Extracted records
%%

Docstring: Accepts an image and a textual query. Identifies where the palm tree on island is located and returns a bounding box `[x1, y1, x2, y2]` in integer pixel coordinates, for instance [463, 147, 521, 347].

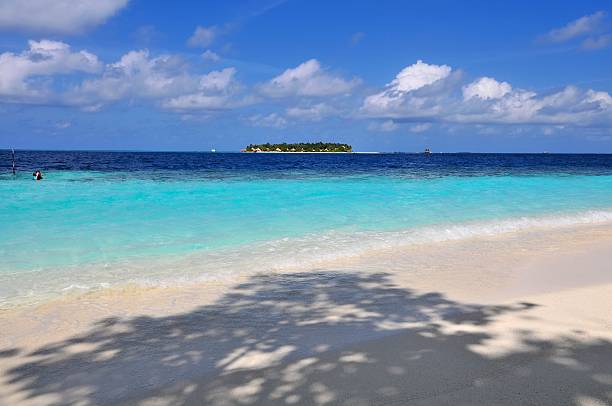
[241, 142, 353, 152]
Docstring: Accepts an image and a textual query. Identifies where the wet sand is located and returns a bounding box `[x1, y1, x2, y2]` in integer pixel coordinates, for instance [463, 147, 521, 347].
[0, 226, 612, 405]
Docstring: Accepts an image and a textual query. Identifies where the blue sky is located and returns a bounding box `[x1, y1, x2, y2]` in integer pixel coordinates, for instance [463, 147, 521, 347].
[0, 0, 612, 152]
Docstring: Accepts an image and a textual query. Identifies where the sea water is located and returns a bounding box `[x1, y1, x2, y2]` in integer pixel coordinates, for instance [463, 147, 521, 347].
[0, 151, 612, 305]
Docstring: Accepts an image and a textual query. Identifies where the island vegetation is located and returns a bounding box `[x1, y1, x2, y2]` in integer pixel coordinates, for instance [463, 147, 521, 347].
[243, 142, 353, 152]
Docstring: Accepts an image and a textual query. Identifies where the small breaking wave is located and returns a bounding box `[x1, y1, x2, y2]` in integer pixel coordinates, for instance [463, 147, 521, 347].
[0, 210, 612, 307]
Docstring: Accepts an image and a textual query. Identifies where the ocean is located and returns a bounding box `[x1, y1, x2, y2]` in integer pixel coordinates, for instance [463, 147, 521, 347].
[0, 151, 612, 306]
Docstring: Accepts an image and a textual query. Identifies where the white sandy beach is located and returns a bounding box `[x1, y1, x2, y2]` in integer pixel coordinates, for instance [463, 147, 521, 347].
[0, 226, 612, 405]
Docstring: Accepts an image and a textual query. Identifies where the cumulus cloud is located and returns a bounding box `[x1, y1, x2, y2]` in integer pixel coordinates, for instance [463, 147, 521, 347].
[463, 77, 512, 100]
[580, 34, 612, 50]
[286, 103, 336, 121]
[261, 59, 359, 97]
[0, 40, 102, 102]
[389, 60, 451, 92]
[539, 11, 607, 43]
[362, 60, 452, 115]
[408, 123, 431, 134]
[202, 49, 221, 62]
[162, 68, 254, 111]
[187, 25, 219, 47]
[368, 120, 399, 132]
[361, 62, 612, 126]
[0, 0, 128, 34]
[249, 113, 288, 128]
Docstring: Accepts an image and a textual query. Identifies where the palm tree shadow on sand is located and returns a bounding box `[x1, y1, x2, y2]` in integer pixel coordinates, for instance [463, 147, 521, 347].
[0, 272, 612, 405]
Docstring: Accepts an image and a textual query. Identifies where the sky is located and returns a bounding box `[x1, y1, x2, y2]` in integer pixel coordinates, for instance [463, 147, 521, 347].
[0, 0, 612, 153]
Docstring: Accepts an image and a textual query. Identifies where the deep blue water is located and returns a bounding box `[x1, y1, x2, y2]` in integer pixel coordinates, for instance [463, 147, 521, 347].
[0, 151, 612, 304]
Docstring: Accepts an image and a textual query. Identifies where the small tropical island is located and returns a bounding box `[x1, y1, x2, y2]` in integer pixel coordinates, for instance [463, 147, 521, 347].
[241, 142, 353, 152]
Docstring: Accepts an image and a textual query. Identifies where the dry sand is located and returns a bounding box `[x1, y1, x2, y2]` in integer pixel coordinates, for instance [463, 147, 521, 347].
[0, 226, 612, 405]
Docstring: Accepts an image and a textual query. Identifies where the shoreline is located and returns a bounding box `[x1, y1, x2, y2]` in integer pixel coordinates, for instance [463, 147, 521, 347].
[0, 225, 612, 405]
[0, 210, 612, 312]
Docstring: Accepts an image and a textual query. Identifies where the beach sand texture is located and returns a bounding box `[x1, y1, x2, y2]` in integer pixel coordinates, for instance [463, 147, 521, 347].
[0, 226, 612, 405]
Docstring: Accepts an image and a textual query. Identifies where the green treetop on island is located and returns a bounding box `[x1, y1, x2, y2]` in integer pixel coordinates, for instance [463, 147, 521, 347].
[243, 142, 353, 152]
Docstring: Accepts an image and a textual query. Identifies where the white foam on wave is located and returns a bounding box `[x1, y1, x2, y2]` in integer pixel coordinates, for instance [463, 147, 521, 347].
[0, 210, 612, 307]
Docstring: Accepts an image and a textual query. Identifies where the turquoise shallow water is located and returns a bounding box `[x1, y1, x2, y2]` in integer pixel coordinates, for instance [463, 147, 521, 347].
[0, 152, 612, 300]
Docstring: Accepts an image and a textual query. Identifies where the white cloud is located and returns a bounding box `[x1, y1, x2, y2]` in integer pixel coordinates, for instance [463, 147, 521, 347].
[0, 0, 128, 34]
[580, 34, 612, 50]
[249, 113, 288, 128]
[64, 50, 197, 106]
[408, 123, 431, 134]
[360, 59, 612, 128]
[162, 68, 254, 111]
[540, 11, 607, 43]
[368, 120, 399, 132]
[463, 76, 512, 100]
[363, 60, 452, 114]
[202, 49, 221, 62]
[0, 40, 102, 102]
[286, 103, 335, 121]
[187, 25, 219, 47]
[261, 59, 359, 97]
[388, 60, 451, 92]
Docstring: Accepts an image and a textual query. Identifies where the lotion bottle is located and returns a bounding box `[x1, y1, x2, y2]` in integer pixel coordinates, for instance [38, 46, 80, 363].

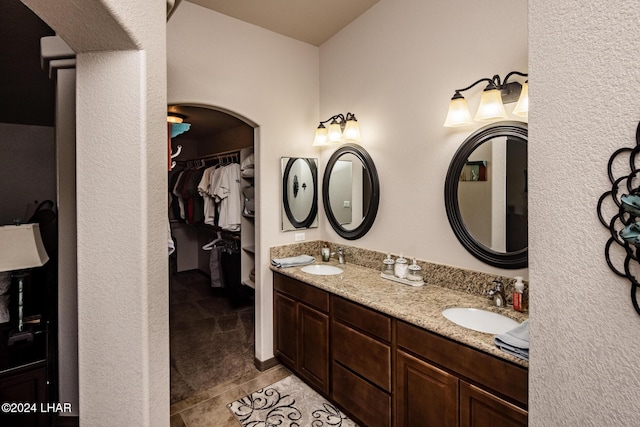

%%

## [STATED EXERCISE]
Output exactly the lines from the one containing "the white foam" through the last line of the records above, both included, leaving out any pictures.

## [THE SOLUTION]
Docstring: Accepts an image and a textual query. Identifies where the white foam on wave is located and returns a bounding box `[x1, y1, x2, y2]` in integer pixel coordinates, for instance [463, 147, 521, 347].
[0, 210, 612, 307]
Docstring: Accepts an image and a textual query. Identifies where the turquoise shallow water is located and returns a bounding box `[x1, y1, x2, y2]` in integer pixel coordinates, for instance [463, 147, 521, 347].
[0, 152, 612, 300]
Docstring: Accepts an image and a textual query. Identifies where the white cloud is located and returns a bounding box `[x1, y1, x2, y2]` in integer pixel coordinates, for instance [463, 147, 521, 347].
[0, 0, 128, 34]
[580, 34, 612, 50]
[249, 113, 288, 128]
[64, 50, 197, 106]
[408, 123, 431, 134]
[360, 59, 612, 128]
[162, 68, 254, 111]
[540, 11, 607, 43]
[368, 120, 399, 132]
[463, 76, 512, 100]
[363, 60, 452, 114]
[202, 49, 221, 62]
[0, 40, 102, 102]
[286, 103, 335, 121]
[187, 25, 219, 47]
[261, 59, 359, 97]
[388, 60, 451, 92]
Docstring: Accepts an image and a textual query. Identifies where the lotion bottle is located and returns a bounding box `[x1, y1, x2, y2]` in integer pixel coordinates, for instance [38, 46, 80, 363].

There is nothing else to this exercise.